WHAT IS EXPECTED
Count the lines in the items below that contain the word "every". Reply with only that number.

DATASET RECORDS

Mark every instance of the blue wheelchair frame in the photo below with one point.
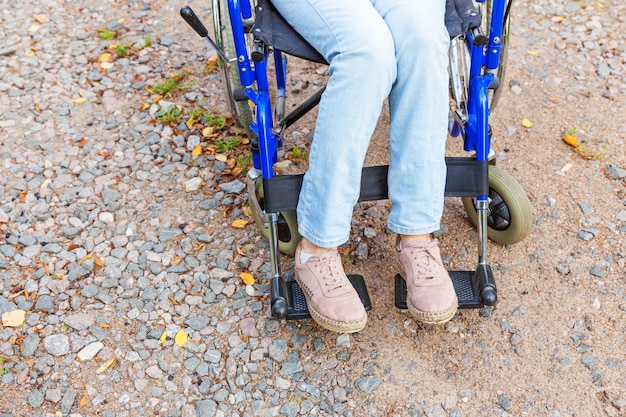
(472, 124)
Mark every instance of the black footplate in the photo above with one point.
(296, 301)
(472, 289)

* * *

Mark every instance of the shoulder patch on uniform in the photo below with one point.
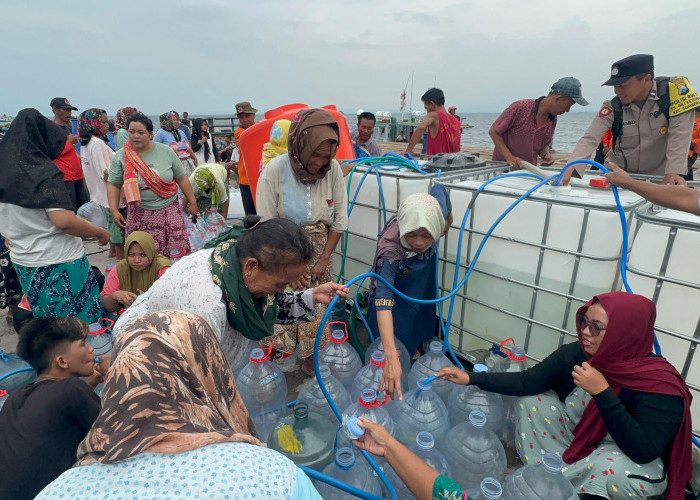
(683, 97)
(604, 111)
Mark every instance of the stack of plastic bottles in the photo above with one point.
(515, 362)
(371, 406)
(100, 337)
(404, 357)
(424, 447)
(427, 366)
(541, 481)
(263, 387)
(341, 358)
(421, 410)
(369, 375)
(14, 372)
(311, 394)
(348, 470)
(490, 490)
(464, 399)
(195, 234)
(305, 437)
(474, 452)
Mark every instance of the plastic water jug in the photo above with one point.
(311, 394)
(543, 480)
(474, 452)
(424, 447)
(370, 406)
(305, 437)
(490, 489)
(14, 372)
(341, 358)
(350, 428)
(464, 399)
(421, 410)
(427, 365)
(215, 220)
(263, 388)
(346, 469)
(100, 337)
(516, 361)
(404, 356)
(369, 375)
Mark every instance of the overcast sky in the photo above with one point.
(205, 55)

REPLY
6